## Written tasks
a. Output the stretch of the distributional value gradients summary from "Background: Off-policy actor-critic" through "richer learning signals.", word for word.
b. Write the next part of the summary on distributional value gradients, picking up right after its final sentence.

## Passage
+---+

Distributional value gradients for stochastic environments¶

Conference: ICLR2026
OpenReview: https://openreview.net/forum?id=6hZAo6fZvJ
Code: https://github.com/BaptisteDebes/Distributional-value-gradients (Available, JAX)
Area: Reinforcement Learning
Keywords: Distributional Reinforcement Learning, Value Gradients, Sobolev Training, World Models, Maximum Mean Discrepancy

TL;DR¶

Addressing the failure of "value gradient for credit assignment" methods like MAGE in stochastic/noisy environments, this paper extends distributional RL from "modeling return distributions" to "jointly modeling the return and its action-gradient distribution." It proposes a Sobolev distributional Bellman operator, a differentiable world model, and the max-sliced MMD metric, providing the first contraction proof for gradient-aware RL and demonstrating superior robustness over deterministic gradient methods on noisy MuJoCo tasks.

Background & Motivation¶

Background: Off-policy actor-critic methods in continuous control (DDPG/TD3/SAC) rely on critics providing action gradients $\nabla_a Q(s,a)$ for policy improvement. A promising direction is "value gradients"—methods like MAGE (D'Oro & Jaskowski, 2020) learn a differentiable transition-reward world model and inject gradient information (Sobolev training) into critic training. This explicitly optimizes the critic's action gradients rather than just its predicted values, significantly improving sample efficiency. Another direction is distributional RL, which uses return distributions instead of expectations to characterize irreducible environmental uncertainty, providing more stable and richer learning signals.

Limitations of Prior Work: These two directions have remained separate. Value gradient methods (MAGE) use deterministic gradients, assuming the world model only needs to fit the conditional expectation $(\hat s', \hat r)=\mathbb{E}[s',r\mid s,a]$ and backpropagating through this deterministic proxy. Once the environment itself is stochastic (noisy transitions or rewards), the gradient to be modeled becomes a random variable. Deterministic gradient methods smooth out this randomness, leading to a loss of sample efficiency advantages in high-dimensional action spaces.

Key Challenge: Stochasticity pollutes not only the returns but also the gradients of returns with respect to actions. Existing works either model return distributions while ignoring gradients (distributional RL) or model gradients as deterministic quantities (value gradients). No method characterizes both the return and its gradient at the "distributional" level.

Goal: (i) Define a Bellman operator capable of jointly bootstrapping return and action-gradient distributions; (ii) design a differentiable generative critic that outputs samples of both values and input gradients; (iii) identify a distributional distance that is computable and guarantees contraction; (iv) remove the unrealistic assumption of "differentiable environments."

+---+

## Stored data
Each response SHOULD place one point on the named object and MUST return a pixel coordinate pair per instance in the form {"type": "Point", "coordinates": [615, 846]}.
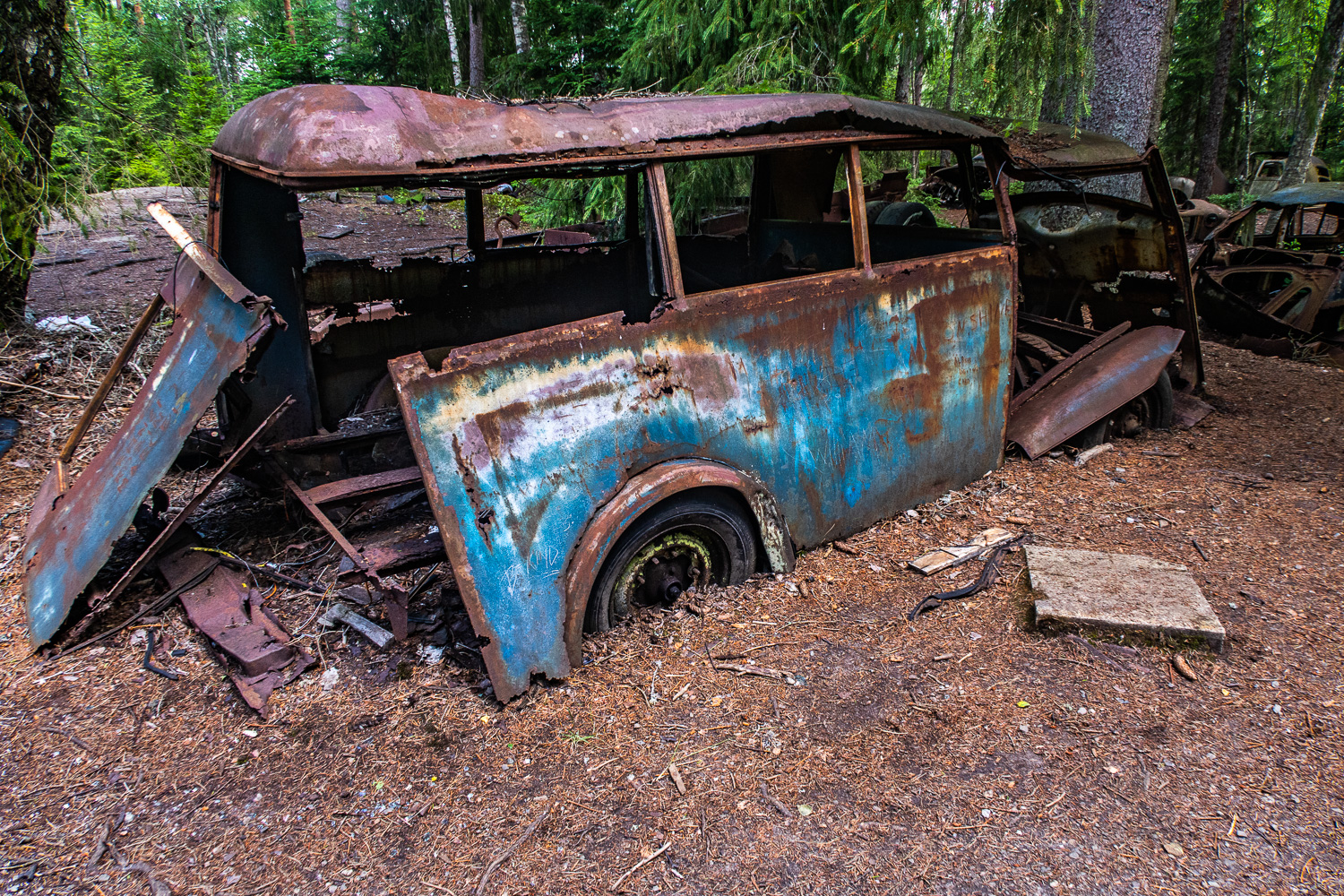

+---+

## Answers to the exercise
a.
Background: Off-policy actor-critic methods in continuous control (DDPG/TD3/SAC) rely on critics providing action gradients $\nabla_a Q(s,a)$ for policy improvement. A promising direction is "value gradients"—methods like MAGE (D'Oro & Jaskowski, 2020) learn a differentiable transition-reward world model and inject gradient information (Sobolev training) into critic training. This explicitly optimizes the critic's action gradients rather than just its predicted values, significantly improving sample efficiency. Another direction is distributional RL, which uses return distributions instead of expectations to characterize irreducible environmental uncertainty, providing more stable and richer learning signals.

b.
Key Insight: The authors incorporate the idea of Sobolev training ("fitting the gradient of a true function with the gradient of an approximator") into distributional RL. Since distributional RL already models the return as a random variable, it is extended here to a $(|A|+1)$-dimensional random variable, treating the action gradient as a stochastic quantity to be bootstrapped via TD.

Core Idea: Replace "deterministic gradient modeling" with "distributional gradient modeling"—proposing Distributional Sobolev RL. The critic directly generates joint "return-gradient" samples, uses max-sliced MMD for contractive distributional TD, and utilizes a cVAE world model to make stochastic environments differentiable.

Method¶

Overall Architecture¶

The method is called DSDPG (Distributional Sobolev Deterministic Policy Gradient): it replaces the standard critic in off-policy actor-critic with a "distributional Sobolev critic" paired with a differentiable cVAE one-step world model, trained jointly. During an update, the system samples next-state rewards from the world model, allows the critic to generate joint samples of "return + action gradient," and bootstraps the target distribution using the Sobolev Bellman operator (where the action gradient term is obtained via automatic differentiation of the Bellman target). After overestimation correction, MSMMD aligns the predicted distribution with the target distribution. The actor performs gradient ascent along the expected return estimated by the critic.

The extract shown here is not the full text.